◆ Required work
Select every line of the material below that contains the word "hood", and copy each of those lines in full.

* Begin Records provided *

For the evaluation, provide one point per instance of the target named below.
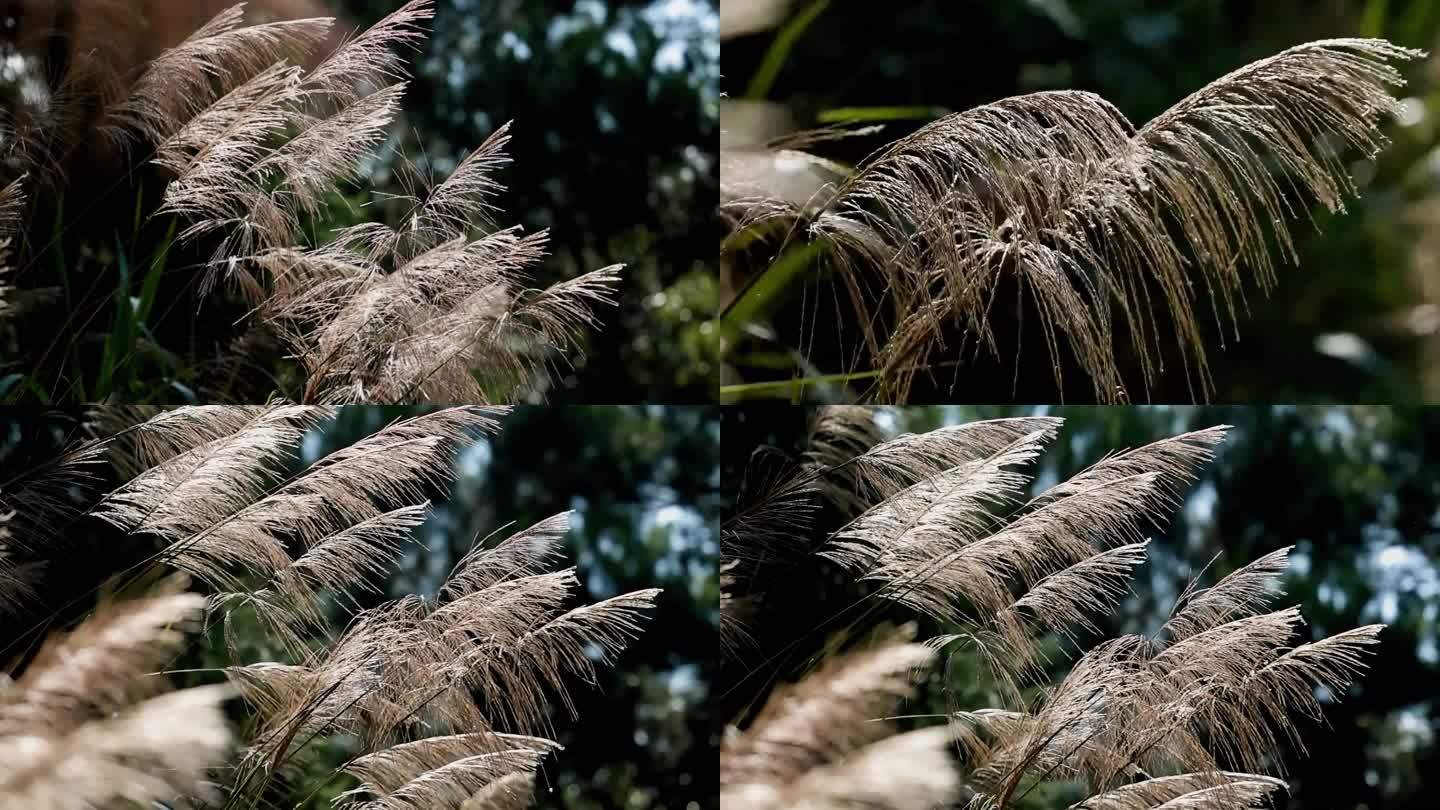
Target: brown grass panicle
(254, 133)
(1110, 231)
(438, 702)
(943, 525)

* End Records provided *
* Begin Records provided *

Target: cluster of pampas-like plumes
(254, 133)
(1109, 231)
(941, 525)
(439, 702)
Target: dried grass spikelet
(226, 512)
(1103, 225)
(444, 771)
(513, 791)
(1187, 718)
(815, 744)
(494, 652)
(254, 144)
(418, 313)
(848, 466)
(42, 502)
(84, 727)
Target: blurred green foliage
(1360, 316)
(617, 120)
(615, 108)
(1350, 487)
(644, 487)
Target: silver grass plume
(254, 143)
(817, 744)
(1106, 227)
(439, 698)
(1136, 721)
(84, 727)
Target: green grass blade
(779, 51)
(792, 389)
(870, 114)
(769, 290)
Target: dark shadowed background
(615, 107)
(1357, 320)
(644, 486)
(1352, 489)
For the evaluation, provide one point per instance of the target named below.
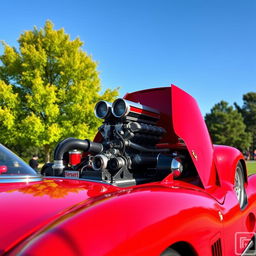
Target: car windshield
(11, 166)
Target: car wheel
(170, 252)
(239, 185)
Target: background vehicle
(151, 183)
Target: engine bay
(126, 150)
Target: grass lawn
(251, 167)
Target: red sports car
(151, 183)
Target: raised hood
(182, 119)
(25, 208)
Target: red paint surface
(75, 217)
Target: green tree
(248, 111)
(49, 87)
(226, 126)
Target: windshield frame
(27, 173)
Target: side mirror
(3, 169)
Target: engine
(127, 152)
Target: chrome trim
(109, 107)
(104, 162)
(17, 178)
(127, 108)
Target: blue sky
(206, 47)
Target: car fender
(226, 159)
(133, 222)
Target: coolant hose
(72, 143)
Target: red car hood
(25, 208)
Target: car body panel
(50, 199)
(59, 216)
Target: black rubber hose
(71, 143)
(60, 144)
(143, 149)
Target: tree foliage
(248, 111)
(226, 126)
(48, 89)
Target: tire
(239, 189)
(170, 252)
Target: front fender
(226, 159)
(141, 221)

* End Records provided *

◆ Solved exercise
Target: raised hood
Target: red car hood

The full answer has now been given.